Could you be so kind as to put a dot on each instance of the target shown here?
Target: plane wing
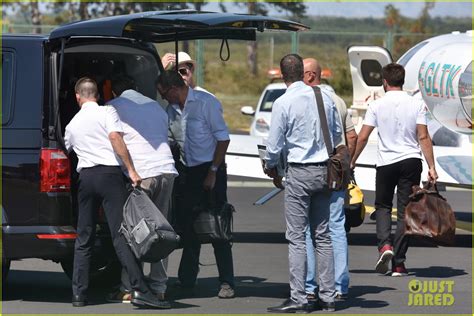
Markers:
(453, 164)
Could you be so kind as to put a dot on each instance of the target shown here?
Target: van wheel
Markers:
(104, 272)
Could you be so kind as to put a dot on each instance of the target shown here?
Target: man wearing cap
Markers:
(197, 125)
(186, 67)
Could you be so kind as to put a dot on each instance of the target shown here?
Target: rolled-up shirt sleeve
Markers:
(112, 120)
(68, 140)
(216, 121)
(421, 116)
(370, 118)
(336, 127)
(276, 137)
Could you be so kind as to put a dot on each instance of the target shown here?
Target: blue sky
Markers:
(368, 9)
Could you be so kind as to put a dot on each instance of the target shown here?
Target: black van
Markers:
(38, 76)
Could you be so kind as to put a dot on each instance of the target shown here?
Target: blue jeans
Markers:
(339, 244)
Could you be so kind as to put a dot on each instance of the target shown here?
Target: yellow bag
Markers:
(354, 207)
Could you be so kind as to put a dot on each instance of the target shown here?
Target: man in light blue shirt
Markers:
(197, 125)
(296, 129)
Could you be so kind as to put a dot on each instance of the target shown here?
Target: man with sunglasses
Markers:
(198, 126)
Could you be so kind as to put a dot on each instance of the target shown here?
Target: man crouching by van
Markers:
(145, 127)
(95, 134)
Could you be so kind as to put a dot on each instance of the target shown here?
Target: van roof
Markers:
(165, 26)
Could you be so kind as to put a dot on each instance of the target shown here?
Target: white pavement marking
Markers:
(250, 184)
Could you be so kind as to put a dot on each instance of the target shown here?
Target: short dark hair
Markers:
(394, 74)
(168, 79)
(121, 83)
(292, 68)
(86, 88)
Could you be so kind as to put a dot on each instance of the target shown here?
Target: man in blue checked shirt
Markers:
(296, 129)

==

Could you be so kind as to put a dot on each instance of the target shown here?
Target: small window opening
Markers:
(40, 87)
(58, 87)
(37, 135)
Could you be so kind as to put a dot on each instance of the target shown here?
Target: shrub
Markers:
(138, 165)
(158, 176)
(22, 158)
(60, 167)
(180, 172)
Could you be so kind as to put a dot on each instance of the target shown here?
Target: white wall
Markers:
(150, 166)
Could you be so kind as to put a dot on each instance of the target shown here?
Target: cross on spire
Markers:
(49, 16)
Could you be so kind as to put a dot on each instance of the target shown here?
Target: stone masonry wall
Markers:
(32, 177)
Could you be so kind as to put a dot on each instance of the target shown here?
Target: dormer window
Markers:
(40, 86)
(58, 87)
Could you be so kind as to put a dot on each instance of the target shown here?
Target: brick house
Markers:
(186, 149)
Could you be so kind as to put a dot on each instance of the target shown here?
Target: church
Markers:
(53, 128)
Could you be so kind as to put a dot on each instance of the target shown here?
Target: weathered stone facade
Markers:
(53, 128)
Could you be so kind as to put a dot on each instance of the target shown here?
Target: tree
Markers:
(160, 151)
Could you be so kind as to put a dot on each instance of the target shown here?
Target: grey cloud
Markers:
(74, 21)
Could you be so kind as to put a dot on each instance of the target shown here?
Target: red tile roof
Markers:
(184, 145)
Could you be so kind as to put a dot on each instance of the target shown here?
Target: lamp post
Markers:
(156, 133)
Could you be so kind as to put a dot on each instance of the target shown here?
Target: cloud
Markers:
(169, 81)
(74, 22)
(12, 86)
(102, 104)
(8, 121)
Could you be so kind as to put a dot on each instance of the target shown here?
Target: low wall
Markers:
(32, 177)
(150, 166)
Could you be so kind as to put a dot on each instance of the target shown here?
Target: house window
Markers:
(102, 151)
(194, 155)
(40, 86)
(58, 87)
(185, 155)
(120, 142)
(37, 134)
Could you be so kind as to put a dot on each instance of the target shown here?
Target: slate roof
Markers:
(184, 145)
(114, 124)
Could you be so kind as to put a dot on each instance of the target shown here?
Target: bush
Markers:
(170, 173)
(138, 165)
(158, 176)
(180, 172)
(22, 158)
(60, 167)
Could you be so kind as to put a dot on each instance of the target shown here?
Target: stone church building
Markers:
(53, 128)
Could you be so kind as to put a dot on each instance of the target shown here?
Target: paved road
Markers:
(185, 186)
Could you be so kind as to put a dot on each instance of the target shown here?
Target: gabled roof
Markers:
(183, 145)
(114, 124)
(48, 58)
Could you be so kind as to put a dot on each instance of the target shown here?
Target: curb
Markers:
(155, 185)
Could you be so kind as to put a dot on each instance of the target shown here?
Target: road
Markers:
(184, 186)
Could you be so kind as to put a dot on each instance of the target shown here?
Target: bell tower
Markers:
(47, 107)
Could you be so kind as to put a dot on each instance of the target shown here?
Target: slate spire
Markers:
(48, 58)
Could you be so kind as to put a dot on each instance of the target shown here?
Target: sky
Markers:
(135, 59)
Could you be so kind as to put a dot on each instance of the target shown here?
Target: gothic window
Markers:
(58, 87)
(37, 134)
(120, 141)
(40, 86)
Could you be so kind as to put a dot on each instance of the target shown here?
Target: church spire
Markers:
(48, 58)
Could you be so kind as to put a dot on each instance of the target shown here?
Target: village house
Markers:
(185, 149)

WORK TO COMPLETE: Please filter the records above down to every line containing the string "house", treating uppercase and lowercase letters as different.

RESPONSE FOR THIS EXERCISE:
Target: brick house
Target: house window
Target: village house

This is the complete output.